## Task requirements
Write out exactly, with no other output, the lines below from the one that contains "Annotation task — identify one point per instance of the white" through the end.

━━━━━━━━━━━━━━━━━━━━

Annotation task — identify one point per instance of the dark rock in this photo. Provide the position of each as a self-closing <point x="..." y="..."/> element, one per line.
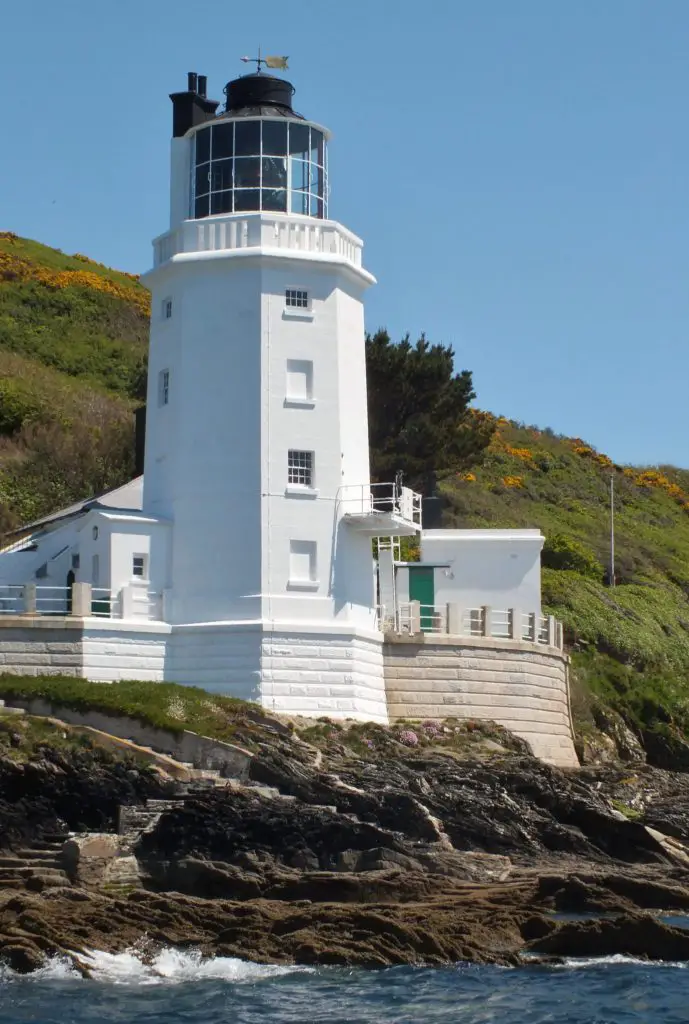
<point x="628" y="747"/>
<point x="639" y="935"/>
<point x="23" y="958"/>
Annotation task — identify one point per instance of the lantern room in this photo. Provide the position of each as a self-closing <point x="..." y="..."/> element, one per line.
<point x="257" y="155"/>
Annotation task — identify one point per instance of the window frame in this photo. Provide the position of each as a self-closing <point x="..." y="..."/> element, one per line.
<point x="297" y="300"/>
<point x="143" y="559"/>
<point x="300" y="469"/>
<point x="163" y="387"/>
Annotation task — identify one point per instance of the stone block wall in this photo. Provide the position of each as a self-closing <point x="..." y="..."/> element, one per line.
<point x="329" y="674"/>
<point x="519" y="685"/>
<point x="41" y="647"/>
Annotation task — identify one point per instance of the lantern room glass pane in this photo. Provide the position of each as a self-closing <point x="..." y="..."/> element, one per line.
<point x="247" y="138"/>
<point x="223" y="140"/>
<point x="203" y="183"/>
<point x="247" y="172"/>
<point x="274" y="172"/>
<point x="316" y="146"/>
<point x="274" y="138"/>
<point x="203" y="145"/>
<point x="299" y="140"/>
<point x="299" y="169"/>
<point x="248" y="165"/>
<point x="221" y="202"/>
<point x="274" y="199"/>
<point x="298" y="202"/>
<point x="221" y="175"/>
<point x="247" y="199"/>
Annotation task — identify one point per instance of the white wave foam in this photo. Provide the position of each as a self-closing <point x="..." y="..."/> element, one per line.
<point x="615" y="960"/>
<point x="174" y="967"/>
<point x="166" y="967"/>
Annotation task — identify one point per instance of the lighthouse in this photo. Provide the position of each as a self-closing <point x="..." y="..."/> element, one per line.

━━━━━━━━━━━━━━━━━━━━

## Output of the exercise
Annotation task — identify one point per instance of the white wave foam in this photo. Provide the position of each as a self-closing <point x="..." y="..."/> element, one per line.
<point x="615" y="960"/>
<point x="174" y="967"/>
<point x="166" y="967"/>
Annotation task — identify one point per instance of the lighthouse in this photo. Provide the position of each as a self-closing <point x="..." y="..."/> element, one per line.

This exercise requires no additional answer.